Permintaan Tertulis 1: Salin petikan tentang Khadijah mulai dari "Nah sekarang, Seberapa" sampai dengan "Halah dan Hindun.". Ubah sebutan "kabilah" menjadi "suku" dalam salinan itu.
Permintaan Tertulis 2: Sambung tulisan tentang Khadijah mulai dari kalimat terakhirnya.

Petikan Teks:
◇ ◇ ◇ ◇ ◇ ◇ ◇

Karena wanita itu unik sehingga harus dipahami dan dimengerti. Apakah Khadijah
seperti itu? Lantas, Apakah Khadijah adalah wanita yang gengsi ketika dikatakan
“masa wanita yang mengejar-ngejar pria?”. Apakah Khadijah bertipe seperti itu?
Andai
Khadijah adalah wanita bertipe seperti itu, yang hanya duduk manis menunggu
lamaran laki-laki, bergantung pada
laki-laki yang akan melamarnya dan gengsi bahwa yang harusnya pedekate itu
adalah laki-laki, barangkali ia tak dapat hidup
seiring dengan Muhammad. Nilai perjuangan inilah yang harusnya dibuktikan para
kaum hawa saat ini. Ketika telah memiliki iktikad baik dengan seorang laki-laki
maka untuk menjaganya membutuhkan keistiqomahan yang lebih.
Nah sekarang, Seberapa jauh sih perjuangan
seorang wanita sekarang dalam memperjuangkan
cintanya?
***
Terakhir
mari kita simak bersama
bagaimana proses pernikahan Khadijah dan Muhammad, maka kita akan mengetahui
bagaimana proses perjuangan seorang Khadijah untuk mendapatkan Sang Uswatun
khasanah.
Khadijah
adalah seorang wanita bangsawan dizamannya. Dia adalah anak Khuwalid bin Asad
bin Abdul Uza’I bin Qushay bin Kilab dari kabilah Quraisy, yairu Bani Asad.
Sayyidah Khadijah menikah dengan Abu Halah Ibnu Zararah at-Tamimi, yang
kemudian melahirkan seorang putra dan seorang putri, Halah dan Hindun.

◇ ◇ ◇ ◇ ◇ ◇ ◇

[Entri sumber]

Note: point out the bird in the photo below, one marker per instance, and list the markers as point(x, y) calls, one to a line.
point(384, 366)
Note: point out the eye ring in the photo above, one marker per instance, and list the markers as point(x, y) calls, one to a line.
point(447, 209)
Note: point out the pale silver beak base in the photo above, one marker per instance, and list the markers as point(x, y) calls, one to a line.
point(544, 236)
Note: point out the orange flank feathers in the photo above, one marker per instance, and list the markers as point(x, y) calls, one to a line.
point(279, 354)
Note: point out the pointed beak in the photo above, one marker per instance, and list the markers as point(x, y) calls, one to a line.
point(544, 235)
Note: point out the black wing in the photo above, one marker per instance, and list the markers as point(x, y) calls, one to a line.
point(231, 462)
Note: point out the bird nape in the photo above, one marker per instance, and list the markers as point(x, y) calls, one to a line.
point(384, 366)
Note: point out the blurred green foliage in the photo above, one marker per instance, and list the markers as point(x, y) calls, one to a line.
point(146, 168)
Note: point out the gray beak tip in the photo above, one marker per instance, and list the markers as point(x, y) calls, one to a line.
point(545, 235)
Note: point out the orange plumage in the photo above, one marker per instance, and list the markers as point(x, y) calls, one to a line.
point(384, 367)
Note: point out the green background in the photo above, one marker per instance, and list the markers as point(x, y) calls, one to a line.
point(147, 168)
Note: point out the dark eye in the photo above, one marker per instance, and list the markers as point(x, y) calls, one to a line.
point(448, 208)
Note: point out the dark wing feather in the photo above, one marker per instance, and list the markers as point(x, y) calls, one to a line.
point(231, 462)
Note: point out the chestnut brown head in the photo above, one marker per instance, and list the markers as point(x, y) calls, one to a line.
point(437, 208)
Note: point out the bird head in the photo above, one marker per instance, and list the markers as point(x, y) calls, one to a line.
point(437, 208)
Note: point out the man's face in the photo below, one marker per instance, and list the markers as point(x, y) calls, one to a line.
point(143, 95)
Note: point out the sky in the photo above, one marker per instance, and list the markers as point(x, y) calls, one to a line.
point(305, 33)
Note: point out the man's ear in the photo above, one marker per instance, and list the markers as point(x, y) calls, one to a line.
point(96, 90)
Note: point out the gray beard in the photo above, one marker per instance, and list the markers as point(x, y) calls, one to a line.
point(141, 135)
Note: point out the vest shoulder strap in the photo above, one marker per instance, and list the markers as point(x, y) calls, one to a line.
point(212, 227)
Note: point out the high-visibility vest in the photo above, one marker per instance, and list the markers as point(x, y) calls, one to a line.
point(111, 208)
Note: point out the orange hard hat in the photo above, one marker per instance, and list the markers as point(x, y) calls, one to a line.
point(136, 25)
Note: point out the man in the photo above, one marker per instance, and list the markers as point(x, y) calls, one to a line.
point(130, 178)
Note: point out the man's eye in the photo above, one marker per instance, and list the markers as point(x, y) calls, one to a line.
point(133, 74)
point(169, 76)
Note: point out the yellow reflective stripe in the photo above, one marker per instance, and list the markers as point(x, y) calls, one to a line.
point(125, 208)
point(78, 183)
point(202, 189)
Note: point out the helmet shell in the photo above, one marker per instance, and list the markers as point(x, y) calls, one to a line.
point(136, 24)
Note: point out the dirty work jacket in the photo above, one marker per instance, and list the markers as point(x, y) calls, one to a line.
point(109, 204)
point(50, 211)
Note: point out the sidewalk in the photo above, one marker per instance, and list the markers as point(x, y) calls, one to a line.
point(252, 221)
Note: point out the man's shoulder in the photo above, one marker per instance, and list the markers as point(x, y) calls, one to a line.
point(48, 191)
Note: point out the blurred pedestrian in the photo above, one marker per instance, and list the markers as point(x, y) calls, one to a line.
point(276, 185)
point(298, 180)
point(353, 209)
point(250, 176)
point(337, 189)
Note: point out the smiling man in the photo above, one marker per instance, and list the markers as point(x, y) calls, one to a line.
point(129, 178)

◇ ◇ ◇ ◇ ◇ ◇ ◇

Jawaban Tugas 1:
Nah sekarang, Seberapa jauh sih perjuangan
seorang wanita sekarang dalam memperjuangkan
cintanya?
***
Terakhir
mari kita simak bersama
bagaimana proses pernikahan Khadijah dan Muhammad, maka kita akan mengetahui
bagaimana proses perjuangan seorang Khadijah untuk mendapatkan Sang Uswatun
khasanah.
Khadijah
adalah seorang wanita bangsawan dizamannya. Dia adalah anak Khuwalid bin Asad
bin Abdul Uza’I bin Qushay bin Kilab dari suku Quraisy, yairu Bani Asad.
Sayyidah Khadijah menikah dengan Abu Halah Ibnu Zararah at-Tamimi, yang
kemudian melahirkan seorang putra dan seorang putri, Halah dan Hindun.

Jawaban Tugas 2:
Ditinggalkan mendiang suaminya, Khadijah menikah lagi dengan seorang pria
bernama Utaiq bin Aidz bin Abdullah al-Makhzumi. Beliau hidup bersamanya
beberapa lama, lantas keduanya berpisah.
Setelah
perceraiannya, banyak pembesar-pembesar Quraisy ingin meminangnya. Namun beliau
menolak dan fokus pada pendidikan anak-anaknya. Selain itu juga untuk
melancarkan bisnis perniagaanya. Beliau memang seorang wanita konglomerat pada
zaman itu. Dalam menjalankan bisnisnya ini beliau mempekerjakan beberapa asisten laki-laki untuk
menjual barang dagangannya. Karenanya tatkala sampai berita kepada beliau
tentang sosok Muhammad SAW yang berkepribadian jujur, amanah, dan berakhlak
terpuji, Sayyidah Khadijah mengutus beliau dengan membawa dagangannya ke kota
bisnis Syam bersama seorang jejaka bernama Maisarah dengan perjanjian Sayyidah
Khadijah akan memberinya upah lebih banyak daripada asisten hariannya.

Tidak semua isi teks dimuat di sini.